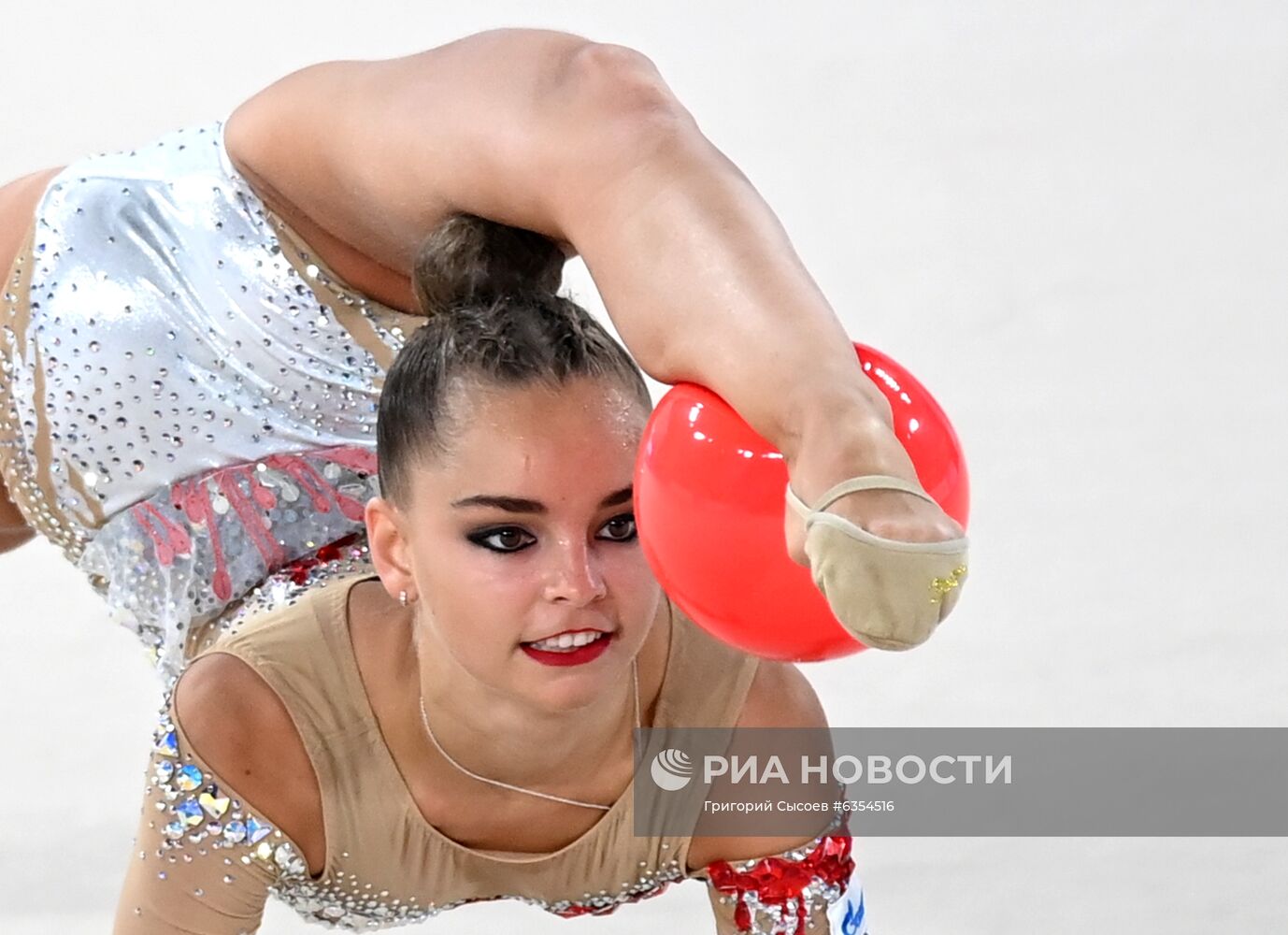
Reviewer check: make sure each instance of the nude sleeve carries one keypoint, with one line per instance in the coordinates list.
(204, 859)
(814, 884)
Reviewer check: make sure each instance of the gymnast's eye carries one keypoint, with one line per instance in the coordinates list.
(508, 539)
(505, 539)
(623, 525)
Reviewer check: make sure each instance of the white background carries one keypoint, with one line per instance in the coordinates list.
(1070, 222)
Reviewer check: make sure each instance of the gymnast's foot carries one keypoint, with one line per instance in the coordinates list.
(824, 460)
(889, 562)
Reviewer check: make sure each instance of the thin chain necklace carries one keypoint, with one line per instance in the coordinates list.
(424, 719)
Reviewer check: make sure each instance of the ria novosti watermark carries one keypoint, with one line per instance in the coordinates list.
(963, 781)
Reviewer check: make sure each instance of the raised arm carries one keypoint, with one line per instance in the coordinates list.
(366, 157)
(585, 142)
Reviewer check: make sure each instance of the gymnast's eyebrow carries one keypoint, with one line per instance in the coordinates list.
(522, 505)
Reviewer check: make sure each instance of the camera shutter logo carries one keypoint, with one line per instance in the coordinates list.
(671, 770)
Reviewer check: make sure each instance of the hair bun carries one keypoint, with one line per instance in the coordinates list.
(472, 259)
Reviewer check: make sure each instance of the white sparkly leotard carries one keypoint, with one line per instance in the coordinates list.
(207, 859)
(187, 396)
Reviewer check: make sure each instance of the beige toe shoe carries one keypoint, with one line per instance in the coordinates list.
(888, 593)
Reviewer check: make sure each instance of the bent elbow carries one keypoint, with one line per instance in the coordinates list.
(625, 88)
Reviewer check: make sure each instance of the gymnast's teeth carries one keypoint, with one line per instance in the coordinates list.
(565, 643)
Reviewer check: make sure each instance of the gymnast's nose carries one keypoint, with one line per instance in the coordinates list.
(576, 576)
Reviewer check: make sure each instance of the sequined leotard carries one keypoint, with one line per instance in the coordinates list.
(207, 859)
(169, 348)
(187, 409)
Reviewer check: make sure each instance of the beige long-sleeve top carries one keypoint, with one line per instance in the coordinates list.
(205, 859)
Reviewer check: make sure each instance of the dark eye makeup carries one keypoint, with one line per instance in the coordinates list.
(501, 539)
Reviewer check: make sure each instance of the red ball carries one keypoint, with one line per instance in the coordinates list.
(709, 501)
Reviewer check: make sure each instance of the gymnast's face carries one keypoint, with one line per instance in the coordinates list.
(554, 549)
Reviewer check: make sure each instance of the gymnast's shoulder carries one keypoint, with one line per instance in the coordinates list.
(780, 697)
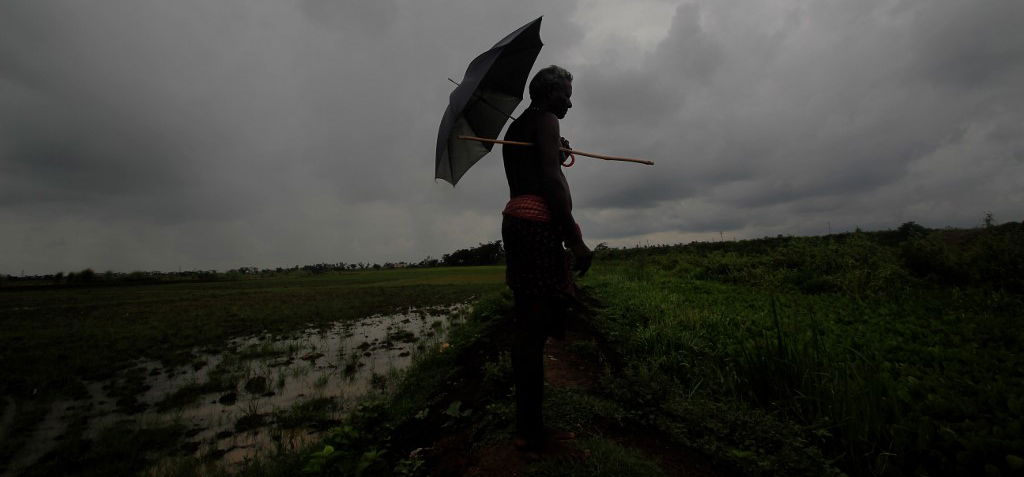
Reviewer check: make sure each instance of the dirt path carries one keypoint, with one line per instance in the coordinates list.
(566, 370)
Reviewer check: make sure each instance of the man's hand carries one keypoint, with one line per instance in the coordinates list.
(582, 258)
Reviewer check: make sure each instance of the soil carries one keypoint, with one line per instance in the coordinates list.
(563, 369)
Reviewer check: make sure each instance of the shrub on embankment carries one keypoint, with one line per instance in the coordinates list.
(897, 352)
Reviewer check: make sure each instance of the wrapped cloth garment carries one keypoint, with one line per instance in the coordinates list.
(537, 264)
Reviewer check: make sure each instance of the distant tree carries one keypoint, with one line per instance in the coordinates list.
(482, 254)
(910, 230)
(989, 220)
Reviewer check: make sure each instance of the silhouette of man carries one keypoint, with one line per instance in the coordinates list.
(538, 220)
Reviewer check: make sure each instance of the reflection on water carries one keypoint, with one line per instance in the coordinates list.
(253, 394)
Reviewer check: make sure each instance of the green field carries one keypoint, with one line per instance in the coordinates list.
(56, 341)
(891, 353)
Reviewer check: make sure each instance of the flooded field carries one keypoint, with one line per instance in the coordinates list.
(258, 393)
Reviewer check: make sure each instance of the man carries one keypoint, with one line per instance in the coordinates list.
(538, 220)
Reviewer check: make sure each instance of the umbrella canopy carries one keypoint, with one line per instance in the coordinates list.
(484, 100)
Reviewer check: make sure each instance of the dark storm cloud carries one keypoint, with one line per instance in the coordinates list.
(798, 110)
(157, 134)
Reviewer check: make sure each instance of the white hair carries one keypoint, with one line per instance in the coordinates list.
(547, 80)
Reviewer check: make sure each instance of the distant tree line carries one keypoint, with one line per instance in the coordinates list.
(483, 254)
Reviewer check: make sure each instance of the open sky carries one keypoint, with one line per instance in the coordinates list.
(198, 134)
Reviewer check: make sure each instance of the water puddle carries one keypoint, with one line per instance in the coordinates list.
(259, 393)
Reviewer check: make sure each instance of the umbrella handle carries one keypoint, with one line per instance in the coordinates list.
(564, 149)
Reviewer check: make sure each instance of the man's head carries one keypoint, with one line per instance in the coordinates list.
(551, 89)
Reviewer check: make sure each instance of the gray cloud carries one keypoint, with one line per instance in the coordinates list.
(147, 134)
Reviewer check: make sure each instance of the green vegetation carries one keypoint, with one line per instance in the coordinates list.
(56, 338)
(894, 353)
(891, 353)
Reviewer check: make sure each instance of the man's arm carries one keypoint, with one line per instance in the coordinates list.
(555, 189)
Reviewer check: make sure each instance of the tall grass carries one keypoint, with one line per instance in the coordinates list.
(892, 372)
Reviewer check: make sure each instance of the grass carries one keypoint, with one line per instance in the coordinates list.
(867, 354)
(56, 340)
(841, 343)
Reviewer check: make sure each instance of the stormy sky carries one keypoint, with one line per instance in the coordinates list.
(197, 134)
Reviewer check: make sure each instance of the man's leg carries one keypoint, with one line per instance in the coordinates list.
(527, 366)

• [Direction]
Restate the whole listing above exactly, except for its images.

• [Answer]
Reviewer check: make sure each instance of the nude sleeve carries one keypoint, with one line per instance in the coordinates list.
(204, 859)
(814, 884)
Reviewer check: make sure each instance of the gymnast's eye carries one keypoint, with one line per instance in the coordinates list.
(508, 539)
(505, 539)
(623, 525)
Reviewer check: make sure each instance of the white background carries one keypoint, with one line per instance in the coordinates list.
(1070, 222)
Reviewer check: make sure each instance of the gymnast's foot carries one keypoint, with one line per instance in the coordinates list.
(824, 460)
(889, 562)
Reviewer check: make sure each instance of the thin chain necklace carries one keypoint, with one line per instance in the coordinates list.
(424, 719)
Reviewer check: make sure each instance of the ria novosti watermark carries one keypoint, with one line per instance in the coordinates list.
(963, 781)
Reviewer check: make sure each instance of the raised arm carries one keypoint, with one line per instance in the coordinates list.
(366, 157)
(585, 142)
Reviewer check: make sure each instance of the gymnast's eyebrow carries one keypoint, with one line per instance in the coordinates list.
(522, 505)
Reviewer check: make sure each instance of the camera shutter logo carries one keypoint, with one line per instance in the coordinates list.
(671, 770)
Reviewer check: make sure each instance of the hair bun carries one keypoint, with one line per instance in the coordinates list.
(472, 259)
Reviewer check: make sure each instance of the white sparkly leotard carries one keypoint, with one line per instance in the coordinates list.
(207, 859)
(187, 396)
Reviewer check: make sure each instance of the beige toe shoe carries one keypoint, with one line per instance in the coordinates list.
(888, 593)
Reviewer check: make sure each instance of the bent elbow carries one keypoint, with one line per instance in the coordinates list.
(625, 88)
Reviewer check: make sure each instance of the gymnast's teeth carries one keypoint, with one line per instance in the coordinates list.
(565, 643)
Reviewer check: make sure each instance of the gymnast's nose carries one keypoint, with one line per instance in the coordinates list.
(576, 576)
Reviewer check: make sure each instance of the sequined leotard carries one keypoint, with one line per instance in the coordinates list.
(207, 859)
(169, 348)
(187, 409)
Reviewer check: make sure each instance of the beige long-sleeve top carries one keypoint, with one line per instance in the coordinates list.
(205, 859)
Reviewer check: make sure each instance of the dark eye makeup carries one keypoint, with one line per instance in the coordinates list.
(501, 539)
Reviewer check: make sure each instance of the red ball carries one keypoint, with one line per instance in the coordinates list.
(709, 501)
Reviewer check: make sure each instance of the gymnast's face carries one keypoint, with one line per instance in the coordinates list.
(554, 549)
Reviewer check: make sure each instance of the gymnast's shoulder carries one keypoint, with one line per instance in the coordinates list.
(780, 697)
Reviewer check: make sure each instance of the dirt path carries one keypoint, with one line per instance in the coordinates list.
(566, 370)
Reviewer check: make sure each instance of the man's hand carries one keypoint, with one line per instance in the coordinates list.
(582, 258)
Reviewer check: make sure each instance of the soil carries one keypoint, with one line per instance in the coordinates list.
(563, 369)
Reviewer check: make sure each instance of the shrub on embankment carries one keypoint, with one line per instance in the coordinates list.
(897, 352)
Reviewer check: make sure each instance of the wrapped cloth garment carries one keypoint, with one line per instance in the coordinates list.
(537, 264)
Reviewer check: make sure each instance of the distant tree carries one keypoint, with one line per instance in the coordinates list.
(482, 254)
(910, 230)
(989, 220)
Reviewer check: make sure each instance of the silhouette of man carries one keypoint, with one line per instance in the coordinates list.
(538, 220)
Reviewer check: make sure each instance of the reflection on water carries one keypoint, with one line per instance in the coordinates list.
(253, 394)
Reviewer check: make sure each instance of the green field carries one keypoint, with one line per instance in the coordinates list.
(56, 341)
(891, 353)
Reviewer check: make sure each instance of the flooded field carries one keypoint, with one line per instance in the coordinates list.
(258, 393)
Reviewer check: make sure each instance of the man carries one keypoint, with one line per instance in the coordinates list.
(538, 220)
Reviewer check: make sure each instance of the umbrella canopy carries one keypoint, with one line per instance in the coordinates list.
(484, 100)
Reviewer check: make sure each instance of the dark storm cloud carries one keypoint, with one line per instance in the coordinates list.
(798, 110)
(157, 134)
Reviewer check: make sure each instance of the white hair carries one keypoint, with one line per instance in the coordinates list.
(547, 80)
Reviewer check: make sure each instance of the distant tree line carries one keypoint, with one line per instance in the coordinates list.
(483, 254)
Reviewer check: make sure each instance of the open sky carries one keypoint, with one line per instance in the coordinates list.
(198, 134)
Reviewer check: make sure each instance of the water puddle carries one keypoint, with one line per instance in the coordinates list.
(259, 393)
Reviewer check: make sure each instance of the umbrella handle carries one keypoint, with one line per instance in the coordinates list.
(564, 149)
Reviewer check: make sure each instance of the man's head carries one keypoint, with one line per instance in the coordinates list.
(551, 89)
Reviewer check: make sure each instance of the gray cloud carries one keypoint, with one line per instance in the coordinates list.
(147, 134)
Reviewer check: make sure each instance of the green vegetation carries one keypoint, with one line per instance in the coordinates list.
(56, 338)
(894, 353)
(891, 353)
Reviewer check: make sure each instance of the man's arm carries one keypoint, with one line per instance in the coordinates list.
(555, 189)
Reviewer check: make sure each instance of the tall grass carries one keypoint, with one line per instance in the coordinates list.
(892, 372)
Reviewer check: make sure each instance of the grass carries one keypoint, with one line per instance in the coordinates list.
(867, 354)
(56, 340)
(841, 343)
Reviewer check: make sure each instance of the stormy sky carries one keypoint, with one line per instance in the coordinates list.
(197, 134)
Reviewer check: make sure each instance of the man's leg carries one keypoint, with one line per instance in the coordinates list.
(527, 366)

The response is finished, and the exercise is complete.